EXERCISE GOAL:
Begin the copy at the line that contains "Target: window glass pane", end it at the last line of the entries below, keep every word exact, and include no pictures.

(AVAILABLE RECORDS Opens)

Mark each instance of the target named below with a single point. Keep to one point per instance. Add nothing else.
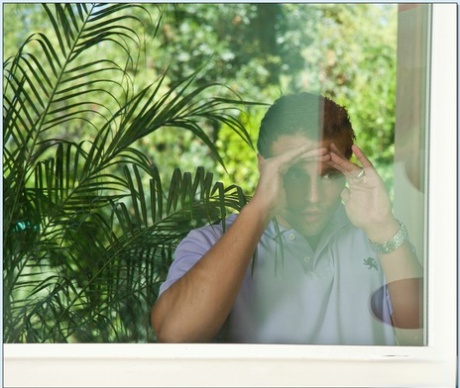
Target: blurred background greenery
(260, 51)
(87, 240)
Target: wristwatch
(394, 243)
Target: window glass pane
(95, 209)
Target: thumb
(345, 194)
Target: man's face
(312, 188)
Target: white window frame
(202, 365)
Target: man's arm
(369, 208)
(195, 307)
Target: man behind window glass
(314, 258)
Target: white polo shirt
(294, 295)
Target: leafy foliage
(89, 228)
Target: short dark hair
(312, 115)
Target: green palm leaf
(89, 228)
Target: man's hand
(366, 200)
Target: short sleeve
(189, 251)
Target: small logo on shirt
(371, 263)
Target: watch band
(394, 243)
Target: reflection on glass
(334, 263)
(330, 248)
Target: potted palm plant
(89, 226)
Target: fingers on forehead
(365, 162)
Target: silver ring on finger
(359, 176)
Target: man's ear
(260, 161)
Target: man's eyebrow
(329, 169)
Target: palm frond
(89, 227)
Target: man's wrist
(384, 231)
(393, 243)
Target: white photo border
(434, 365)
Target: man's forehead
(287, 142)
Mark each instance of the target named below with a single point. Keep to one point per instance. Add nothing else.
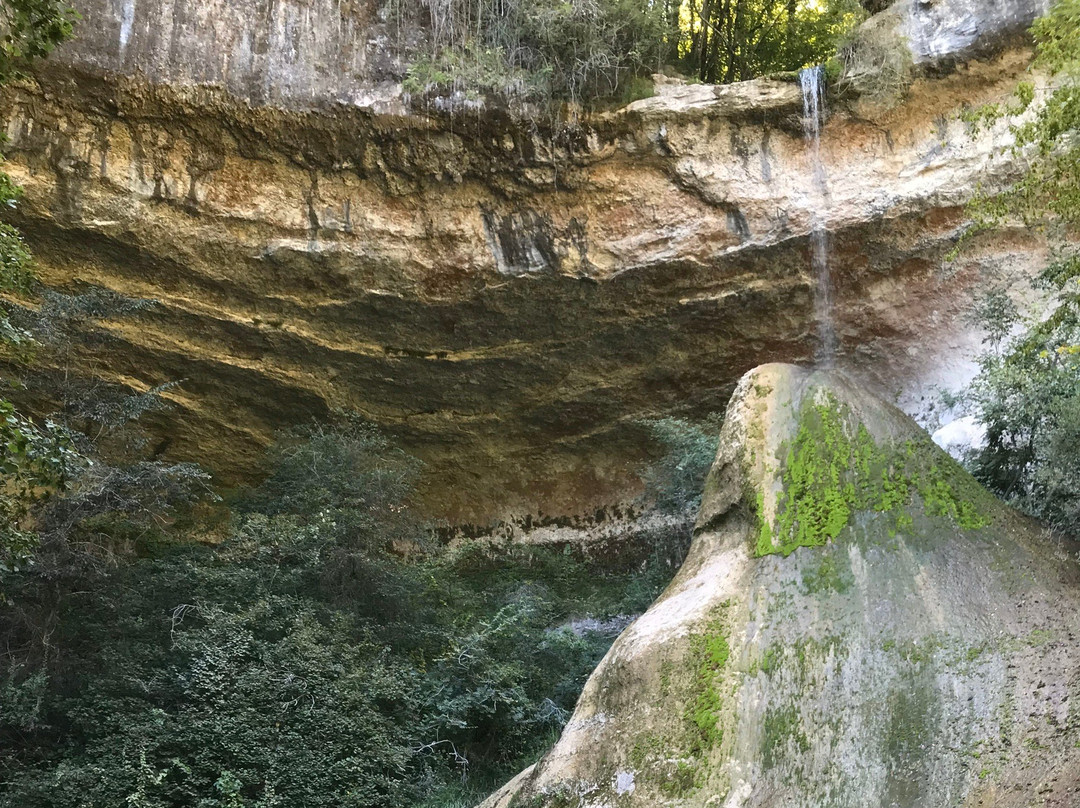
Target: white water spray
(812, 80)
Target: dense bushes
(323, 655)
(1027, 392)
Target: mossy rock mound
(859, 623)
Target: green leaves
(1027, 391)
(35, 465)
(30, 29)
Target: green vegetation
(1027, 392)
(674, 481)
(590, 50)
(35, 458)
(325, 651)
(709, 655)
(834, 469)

(AVAILABLE RECORDS Closes)

EXERCISE RESPONSE:
Target: window glass pane
(95, 209)
Target: thumb
(345, 194)
Target: man's face
(312, 188)
Target: white window frame
(202, 365)
Target: man's arm
(369, 208)
(195, 307)
Target: man behind window glass
(314, 258)
Target: white polo shirt
(294, 295)
Target: leafy foliage
(89, 228)
Target: short dark hair
(312, 115)
Target: green palm leaf
(89, 228)
Target: man's hand
(366, 200)
Target: short sleeve
(189, 251)
Target: small logo on shirt
(371, 263)
Target: watch band
(394, 243)
Target: reflection on glass
(334, 263)
(330, 248)
Target: potted palm plant
(89, 226)
Target: fingers on forehead
(365, 162)
Target: silver ring on finger
(359, 176)
Target: man's ear
(260, 161)
Target: man's eyebrow
(329, 169)
Target: palm frond
(89, 227)
Target: man's wrist
(384, 231)
(393, 243)
Target: white photo border
(434, 365)
Target: man's forehead
(287, 142)
Mark each instance of the target named below with a single point. Keep to one point per instance. Add nothing else.
Target: white water spray
(812, 80)
Target: dense bushes
(323, 655)
(1027, 392)
Target: mossy rock mound
(859, 623)
Target: green leaves
(1027, 391)
(35, 465)
(30, 29)
Target: green vegetation
(1027, 392)
(674, 481)
(590, 50)
(35, 458)
(325, 651)
(709, 655)
(834, 469)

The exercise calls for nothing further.